## Texte fourni
---*---
Au secours ! Def Leppard, Freddy Mercury et Skidrow réunis pour le meilleur et (surtout) pour le pire. Caché bien au fond de notre pile de cds Tindersticks, The Darkness est une délicieuse régression, ou plutôt lorsque l’instinct animal reprend le naturel sur l’homme.


Le rock a toujours été une affaire de « politiquement incorrect ». Pour évaluer la valeur d’un groupe, il existe une méthode infaillible connue des anciens : le blind-test de mami Moujot. Lors d’un trajet vers la supérette avec mami, faites lui soumettre l’air de rien sur le poste de sa Simca 1000, une petite cassette concoctée par vos soins. A l’écoute du subterfuge, si la vieille apprécie (Florent Pagny, Bon Jovi par exemple), la galette peut au mieux servir de frisbee ou de palette de peinture pour vos prochaines aspirations artistiques…
Dans le cas inverse, si vous observez mémé en train de serrer plus fort que d’accoutumée votre bras avec un regard frôlant la crise cardiaque, c’est que vous êtes sur le bon chemin. Parce qu’on a beau s’arrêter sur quelques détails, l’essentiel doit rester : le rock n’roll symbolise un maximum de fun et doit faire grincer mami. The Darkness est de ce tonneau.
---*---
Relevés de pointage d'objets sur photos:
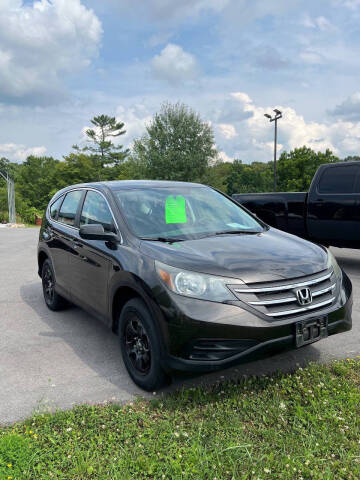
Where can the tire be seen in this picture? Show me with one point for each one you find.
(140, 346)
(52, 299)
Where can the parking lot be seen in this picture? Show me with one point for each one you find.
(54, 360)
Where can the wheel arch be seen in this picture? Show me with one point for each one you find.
(42, 256)
(136, 288)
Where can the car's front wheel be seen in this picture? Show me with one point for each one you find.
(52, 299)
(140, 346)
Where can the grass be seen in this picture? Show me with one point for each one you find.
(304, 425)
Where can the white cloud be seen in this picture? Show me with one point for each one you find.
(227, 130)
(322, 23)
(39, 43)
(254, 134)
(351, 4)
(349, 108)
(311, 57)
(19, 153)
(175, 65)
(247, 135)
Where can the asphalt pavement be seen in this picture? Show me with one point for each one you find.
(51, 360)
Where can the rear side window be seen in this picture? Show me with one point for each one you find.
(54, 209)
(339, 179)
(69, 207)
(96, 211)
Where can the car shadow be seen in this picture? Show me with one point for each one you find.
(92, 342)
(96, 346)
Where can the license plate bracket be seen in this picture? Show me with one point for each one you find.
(310, 331)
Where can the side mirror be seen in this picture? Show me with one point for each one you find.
(97, 232)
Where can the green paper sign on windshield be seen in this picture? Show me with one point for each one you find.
(175, 211)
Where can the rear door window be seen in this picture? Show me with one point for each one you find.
(339, 179)
(69, 207)
(54, 209)
(96, 211)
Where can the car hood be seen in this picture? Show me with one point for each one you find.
(267, 256)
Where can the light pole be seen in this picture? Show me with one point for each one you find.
(275, 118)
(11, 196)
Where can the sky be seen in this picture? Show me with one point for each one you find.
(64, 61)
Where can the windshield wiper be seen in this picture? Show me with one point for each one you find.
(236, 232)
(163, 239)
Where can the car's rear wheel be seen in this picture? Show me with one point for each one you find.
(52, 299)
(140, 346)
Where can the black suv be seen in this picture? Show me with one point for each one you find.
(187, 278)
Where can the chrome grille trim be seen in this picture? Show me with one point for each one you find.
(293, 298)
(302, 309)
(274, 302)
(324, 290)
(279, 299)
(284, 287)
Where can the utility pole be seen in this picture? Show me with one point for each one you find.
(11, 196)
(275, 118)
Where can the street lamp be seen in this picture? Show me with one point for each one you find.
(275, 118)
(11, 195)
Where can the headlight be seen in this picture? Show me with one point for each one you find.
(196, 285)
(333, 263)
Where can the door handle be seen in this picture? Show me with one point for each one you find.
(76, 244)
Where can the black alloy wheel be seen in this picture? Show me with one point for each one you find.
(52, 299)
(137, 345)
(140, 345)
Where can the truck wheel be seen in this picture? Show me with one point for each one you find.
(52, 299)
(140, 346)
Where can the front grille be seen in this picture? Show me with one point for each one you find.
(278, 300)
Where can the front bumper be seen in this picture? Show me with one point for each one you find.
(204, 336)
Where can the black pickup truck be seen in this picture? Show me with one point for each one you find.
(329, 213)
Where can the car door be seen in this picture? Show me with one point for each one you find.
(91, 263)
(333, 211)
(61, 231)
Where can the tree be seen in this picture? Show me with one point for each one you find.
(217, 174)
(103, 151)
(297, 168)
(177, 145)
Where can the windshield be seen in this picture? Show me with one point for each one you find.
(182, 213)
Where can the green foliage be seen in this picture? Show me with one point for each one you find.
(102, 150)
(285, 426)
(177, 145)
(216, 175)
(297, 168)
(16, 457)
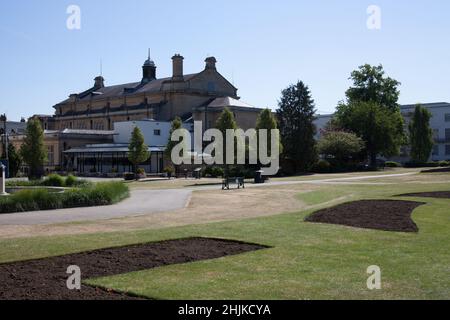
---*---
## Consignes de travail
D'après la critique de The Darkness, pourquoi est-on « sur le bon chemin » quand mémé serre votre bras plus fort que d'accoutumée avec un regard frôlant la crise cardiaque ? Répondez en une à trois phrases.

## Réponse complète
Parce que l'essentiel doit rester : le rock n'roll symbolise un maximum de fun et doit faire grincer mami. Sa réaction effarée signale donc que la musique produit cet effet.